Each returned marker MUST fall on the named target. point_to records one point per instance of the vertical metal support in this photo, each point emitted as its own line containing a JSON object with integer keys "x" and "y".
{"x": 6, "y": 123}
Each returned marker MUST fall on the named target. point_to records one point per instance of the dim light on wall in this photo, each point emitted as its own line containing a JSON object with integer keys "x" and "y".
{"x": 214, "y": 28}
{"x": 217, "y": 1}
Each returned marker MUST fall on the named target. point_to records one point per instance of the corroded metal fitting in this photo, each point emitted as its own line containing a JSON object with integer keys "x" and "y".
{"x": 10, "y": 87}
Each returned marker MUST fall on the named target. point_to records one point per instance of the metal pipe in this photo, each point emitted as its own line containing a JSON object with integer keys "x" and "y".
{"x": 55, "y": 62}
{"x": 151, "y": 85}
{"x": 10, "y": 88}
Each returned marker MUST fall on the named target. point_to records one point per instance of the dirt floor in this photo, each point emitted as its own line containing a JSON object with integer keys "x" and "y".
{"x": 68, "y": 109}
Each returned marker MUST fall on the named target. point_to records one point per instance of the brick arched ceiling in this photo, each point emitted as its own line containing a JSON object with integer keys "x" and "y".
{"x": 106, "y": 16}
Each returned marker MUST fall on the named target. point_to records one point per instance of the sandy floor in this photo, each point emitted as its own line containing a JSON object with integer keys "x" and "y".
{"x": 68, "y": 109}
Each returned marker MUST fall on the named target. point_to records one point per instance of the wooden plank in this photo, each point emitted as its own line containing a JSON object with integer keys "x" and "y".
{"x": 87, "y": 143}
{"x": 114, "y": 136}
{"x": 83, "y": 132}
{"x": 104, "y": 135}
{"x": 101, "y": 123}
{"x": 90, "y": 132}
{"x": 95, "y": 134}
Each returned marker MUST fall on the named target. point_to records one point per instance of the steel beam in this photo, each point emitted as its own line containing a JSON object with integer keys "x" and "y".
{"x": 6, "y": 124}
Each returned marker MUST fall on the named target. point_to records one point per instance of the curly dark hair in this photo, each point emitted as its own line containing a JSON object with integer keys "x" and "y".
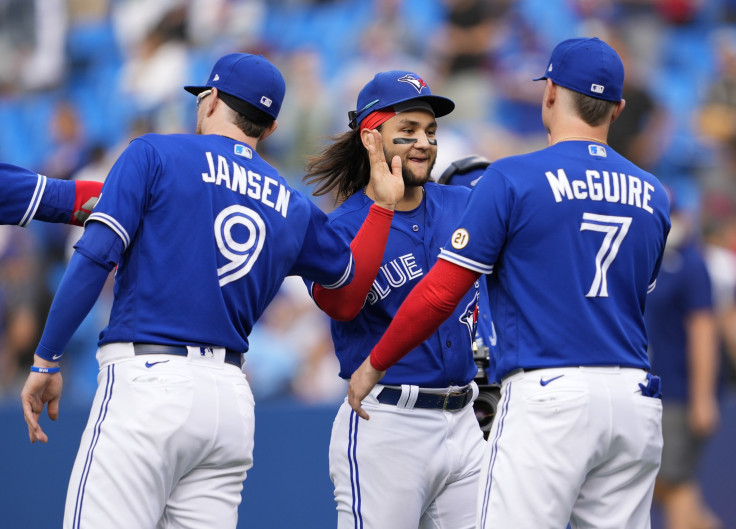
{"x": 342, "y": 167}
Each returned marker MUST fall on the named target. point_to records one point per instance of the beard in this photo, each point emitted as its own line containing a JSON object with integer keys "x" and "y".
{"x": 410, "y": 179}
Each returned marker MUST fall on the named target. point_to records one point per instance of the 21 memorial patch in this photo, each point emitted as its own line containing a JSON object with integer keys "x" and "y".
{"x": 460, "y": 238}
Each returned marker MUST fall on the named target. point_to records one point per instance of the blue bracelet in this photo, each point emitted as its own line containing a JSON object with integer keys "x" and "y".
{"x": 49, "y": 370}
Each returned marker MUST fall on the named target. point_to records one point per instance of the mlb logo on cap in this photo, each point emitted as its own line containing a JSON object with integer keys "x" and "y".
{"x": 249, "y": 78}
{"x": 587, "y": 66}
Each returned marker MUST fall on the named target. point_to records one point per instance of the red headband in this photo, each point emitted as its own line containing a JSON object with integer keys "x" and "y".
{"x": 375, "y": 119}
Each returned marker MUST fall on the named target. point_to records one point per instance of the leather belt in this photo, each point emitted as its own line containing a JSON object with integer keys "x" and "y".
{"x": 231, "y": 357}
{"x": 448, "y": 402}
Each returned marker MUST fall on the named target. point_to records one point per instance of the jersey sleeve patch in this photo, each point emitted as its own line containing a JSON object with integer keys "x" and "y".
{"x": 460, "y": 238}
######
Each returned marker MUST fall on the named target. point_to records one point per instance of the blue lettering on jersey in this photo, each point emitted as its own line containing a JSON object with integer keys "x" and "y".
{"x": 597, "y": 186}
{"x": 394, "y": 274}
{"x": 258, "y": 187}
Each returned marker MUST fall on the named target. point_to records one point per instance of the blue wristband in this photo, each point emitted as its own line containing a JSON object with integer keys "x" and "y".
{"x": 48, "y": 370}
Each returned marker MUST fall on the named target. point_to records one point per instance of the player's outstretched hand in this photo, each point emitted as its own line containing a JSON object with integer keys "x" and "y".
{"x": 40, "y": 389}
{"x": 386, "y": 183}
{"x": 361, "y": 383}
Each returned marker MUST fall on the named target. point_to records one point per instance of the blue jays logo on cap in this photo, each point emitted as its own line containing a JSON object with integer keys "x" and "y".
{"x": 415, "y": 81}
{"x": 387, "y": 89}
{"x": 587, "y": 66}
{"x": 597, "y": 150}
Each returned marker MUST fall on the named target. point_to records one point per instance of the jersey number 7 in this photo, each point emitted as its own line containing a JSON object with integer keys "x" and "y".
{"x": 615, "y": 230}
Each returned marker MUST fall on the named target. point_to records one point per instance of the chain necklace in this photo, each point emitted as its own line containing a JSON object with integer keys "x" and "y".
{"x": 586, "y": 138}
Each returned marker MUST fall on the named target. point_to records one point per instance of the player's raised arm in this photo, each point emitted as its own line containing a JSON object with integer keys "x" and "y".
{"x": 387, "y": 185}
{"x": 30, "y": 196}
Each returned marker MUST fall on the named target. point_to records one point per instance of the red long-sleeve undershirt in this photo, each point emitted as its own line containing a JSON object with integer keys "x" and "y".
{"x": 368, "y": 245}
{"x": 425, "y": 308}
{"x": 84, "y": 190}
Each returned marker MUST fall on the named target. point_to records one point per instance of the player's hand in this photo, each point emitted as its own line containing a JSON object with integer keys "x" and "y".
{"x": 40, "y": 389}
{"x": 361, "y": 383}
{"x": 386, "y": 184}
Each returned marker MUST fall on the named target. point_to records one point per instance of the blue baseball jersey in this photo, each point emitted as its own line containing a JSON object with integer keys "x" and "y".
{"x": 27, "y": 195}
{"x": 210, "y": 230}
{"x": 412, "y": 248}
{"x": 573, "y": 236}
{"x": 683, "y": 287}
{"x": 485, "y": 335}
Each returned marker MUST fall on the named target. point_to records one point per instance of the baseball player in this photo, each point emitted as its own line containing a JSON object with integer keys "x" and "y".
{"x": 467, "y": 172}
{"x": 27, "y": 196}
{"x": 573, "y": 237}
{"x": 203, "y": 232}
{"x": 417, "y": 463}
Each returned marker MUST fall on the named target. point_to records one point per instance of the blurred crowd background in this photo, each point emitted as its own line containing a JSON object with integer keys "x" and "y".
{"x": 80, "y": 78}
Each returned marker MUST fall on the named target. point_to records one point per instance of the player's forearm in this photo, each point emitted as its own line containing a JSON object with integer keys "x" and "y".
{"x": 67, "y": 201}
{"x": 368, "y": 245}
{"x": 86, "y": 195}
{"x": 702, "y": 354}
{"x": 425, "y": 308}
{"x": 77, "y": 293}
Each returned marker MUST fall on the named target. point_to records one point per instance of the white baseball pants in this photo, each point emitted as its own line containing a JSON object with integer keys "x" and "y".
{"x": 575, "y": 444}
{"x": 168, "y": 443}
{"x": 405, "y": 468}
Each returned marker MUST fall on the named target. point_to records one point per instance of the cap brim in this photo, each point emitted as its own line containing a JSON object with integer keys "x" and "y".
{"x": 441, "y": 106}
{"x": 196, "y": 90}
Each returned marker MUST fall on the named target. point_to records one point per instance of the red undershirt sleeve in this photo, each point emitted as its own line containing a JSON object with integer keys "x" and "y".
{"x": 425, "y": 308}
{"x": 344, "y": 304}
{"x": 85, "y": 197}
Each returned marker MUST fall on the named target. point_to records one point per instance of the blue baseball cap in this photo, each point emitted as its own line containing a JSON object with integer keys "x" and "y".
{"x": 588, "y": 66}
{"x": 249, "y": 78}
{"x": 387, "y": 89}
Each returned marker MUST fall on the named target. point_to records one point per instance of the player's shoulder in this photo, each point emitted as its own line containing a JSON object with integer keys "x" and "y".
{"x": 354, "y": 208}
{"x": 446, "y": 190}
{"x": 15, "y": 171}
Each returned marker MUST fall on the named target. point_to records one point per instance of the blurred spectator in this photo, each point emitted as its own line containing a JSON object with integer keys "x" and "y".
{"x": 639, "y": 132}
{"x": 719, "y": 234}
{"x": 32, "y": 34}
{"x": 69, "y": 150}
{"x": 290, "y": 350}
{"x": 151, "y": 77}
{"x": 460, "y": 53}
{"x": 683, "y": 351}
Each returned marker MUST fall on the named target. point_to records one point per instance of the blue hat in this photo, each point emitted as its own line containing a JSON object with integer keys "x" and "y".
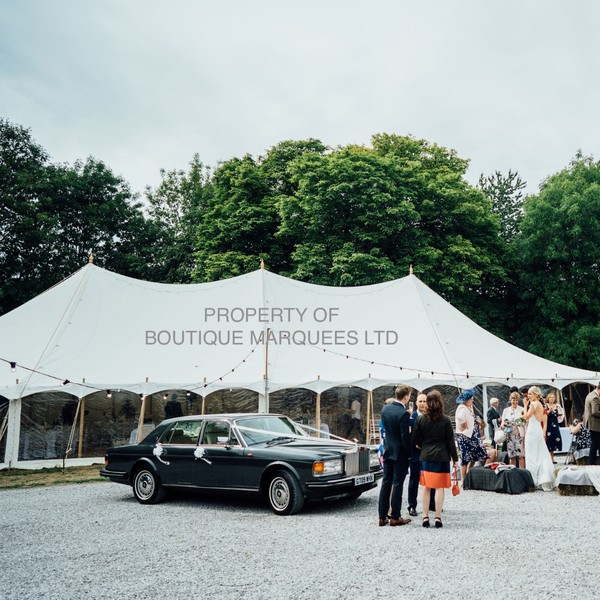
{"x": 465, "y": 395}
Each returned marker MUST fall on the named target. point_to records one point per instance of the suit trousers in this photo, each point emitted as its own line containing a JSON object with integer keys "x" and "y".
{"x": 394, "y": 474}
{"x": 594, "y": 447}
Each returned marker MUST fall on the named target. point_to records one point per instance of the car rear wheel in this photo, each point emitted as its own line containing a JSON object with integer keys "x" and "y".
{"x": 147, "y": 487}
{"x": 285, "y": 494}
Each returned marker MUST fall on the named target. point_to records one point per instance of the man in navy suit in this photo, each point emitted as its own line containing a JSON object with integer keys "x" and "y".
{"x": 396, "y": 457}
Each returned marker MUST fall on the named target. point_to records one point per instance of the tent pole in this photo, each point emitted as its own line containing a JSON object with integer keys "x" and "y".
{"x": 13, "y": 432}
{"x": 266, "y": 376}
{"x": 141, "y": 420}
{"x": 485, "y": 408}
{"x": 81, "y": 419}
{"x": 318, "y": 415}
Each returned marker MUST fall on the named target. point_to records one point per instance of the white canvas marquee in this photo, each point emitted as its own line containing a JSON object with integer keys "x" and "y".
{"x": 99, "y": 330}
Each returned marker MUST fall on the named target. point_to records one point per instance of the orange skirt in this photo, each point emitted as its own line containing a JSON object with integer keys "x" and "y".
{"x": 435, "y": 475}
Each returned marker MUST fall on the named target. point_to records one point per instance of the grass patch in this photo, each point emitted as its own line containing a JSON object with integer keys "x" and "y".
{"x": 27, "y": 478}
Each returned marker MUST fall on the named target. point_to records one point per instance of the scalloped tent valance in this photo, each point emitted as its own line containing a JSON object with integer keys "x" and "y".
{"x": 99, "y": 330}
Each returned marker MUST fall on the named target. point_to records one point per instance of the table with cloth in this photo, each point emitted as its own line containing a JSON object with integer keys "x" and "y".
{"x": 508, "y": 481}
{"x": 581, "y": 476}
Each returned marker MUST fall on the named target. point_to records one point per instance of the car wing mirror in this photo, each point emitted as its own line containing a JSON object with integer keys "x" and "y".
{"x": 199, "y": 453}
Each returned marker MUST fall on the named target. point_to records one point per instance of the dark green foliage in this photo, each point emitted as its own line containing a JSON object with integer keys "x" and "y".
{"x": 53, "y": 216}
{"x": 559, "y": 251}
######
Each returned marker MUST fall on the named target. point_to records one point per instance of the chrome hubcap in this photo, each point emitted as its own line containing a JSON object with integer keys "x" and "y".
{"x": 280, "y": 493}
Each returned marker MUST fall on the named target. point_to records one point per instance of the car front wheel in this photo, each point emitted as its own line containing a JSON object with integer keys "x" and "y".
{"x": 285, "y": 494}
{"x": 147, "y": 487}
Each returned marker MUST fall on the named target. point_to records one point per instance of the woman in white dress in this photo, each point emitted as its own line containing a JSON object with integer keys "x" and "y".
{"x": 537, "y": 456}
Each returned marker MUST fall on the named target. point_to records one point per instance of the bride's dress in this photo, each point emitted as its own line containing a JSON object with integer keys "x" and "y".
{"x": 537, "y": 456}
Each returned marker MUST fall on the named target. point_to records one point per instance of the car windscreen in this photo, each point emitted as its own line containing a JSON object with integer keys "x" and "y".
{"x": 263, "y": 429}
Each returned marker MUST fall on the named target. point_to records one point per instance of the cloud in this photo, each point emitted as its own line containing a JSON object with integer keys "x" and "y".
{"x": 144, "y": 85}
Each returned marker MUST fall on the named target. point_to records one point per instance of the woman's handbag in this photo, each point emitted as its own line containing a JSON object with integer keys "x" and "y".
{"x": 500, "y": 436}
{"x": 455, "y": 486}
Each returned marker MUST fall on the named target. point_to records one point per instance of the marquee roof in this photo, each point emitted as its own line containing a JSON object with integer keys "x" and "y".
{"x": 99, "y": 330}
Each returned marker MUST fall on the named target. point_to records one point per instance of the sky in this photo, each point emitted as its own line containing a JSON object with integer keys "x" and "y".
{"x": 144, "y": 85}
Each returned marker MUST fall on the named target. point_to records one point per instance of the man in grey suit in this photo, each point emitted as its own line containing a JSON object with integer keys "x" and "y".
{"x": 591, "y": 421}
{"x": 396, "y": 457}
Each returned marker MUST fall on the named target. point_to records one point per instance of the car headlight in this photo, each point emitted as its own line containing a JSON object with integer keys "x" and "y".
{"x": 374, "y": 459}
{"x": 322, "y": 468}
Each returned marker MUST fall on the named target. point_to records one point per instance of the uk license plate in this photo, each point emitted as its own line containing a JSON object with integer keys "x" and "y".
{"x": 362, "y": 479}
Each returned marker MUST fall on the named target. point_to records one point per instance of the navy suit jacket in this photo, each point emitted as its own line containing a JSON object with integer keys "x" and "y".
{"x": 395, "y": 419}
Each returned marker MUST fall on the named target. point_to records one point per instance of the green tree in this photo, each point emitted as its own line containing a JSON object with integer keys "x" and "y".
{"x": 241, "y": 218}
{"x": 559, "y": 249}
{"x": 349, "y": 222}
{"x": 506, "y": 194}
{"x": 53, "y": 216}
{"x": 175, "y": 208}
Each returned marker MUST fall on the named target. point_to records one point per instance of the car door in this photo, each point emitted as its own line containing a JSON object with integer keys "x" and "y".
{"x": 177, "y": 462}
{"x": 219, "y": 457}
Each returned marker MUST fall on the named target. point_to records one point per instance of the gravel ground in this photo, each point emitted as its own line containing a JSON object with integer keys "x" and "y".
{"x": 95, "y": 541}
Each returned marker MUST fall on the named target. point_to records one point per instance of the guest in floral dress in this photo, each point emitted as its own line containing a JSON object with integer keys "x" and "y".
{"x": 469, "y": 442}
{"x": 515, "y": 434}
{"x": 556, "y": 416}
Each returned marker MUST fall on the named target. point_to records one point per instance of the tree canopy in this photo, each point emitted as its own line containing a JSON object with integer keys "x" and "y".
######
**DESCRIPTION OF THE TASK:** List every line of the records that contains the string "suit", matching case exactly.

**THE OUTPUT:**
Each returned marker MUST fall on the named target. point_to records one point per instance of the suit trousers in this photo, each point emitted as its own line containing a JSON object with integer keys "x" and "y".
Each returned marker MUST fall on the named target. point_to records one point per instance of the man in navy suit in this photo, each point emitted as its own line containing a JSON object with integer keys "x" and "y".
Each returned marker MUST fall on the named target. point_to records one point per instance of the man in grey suit in this photo, each point emitted as its own line containing a JSON object with integer keys "x" and "y".
Each returned marker MUST fall on the named target. point_to records one point per instance of the navy suit jacket in this photo, each point emitted as its own line containing a JSON object with integer keys "x" and "y".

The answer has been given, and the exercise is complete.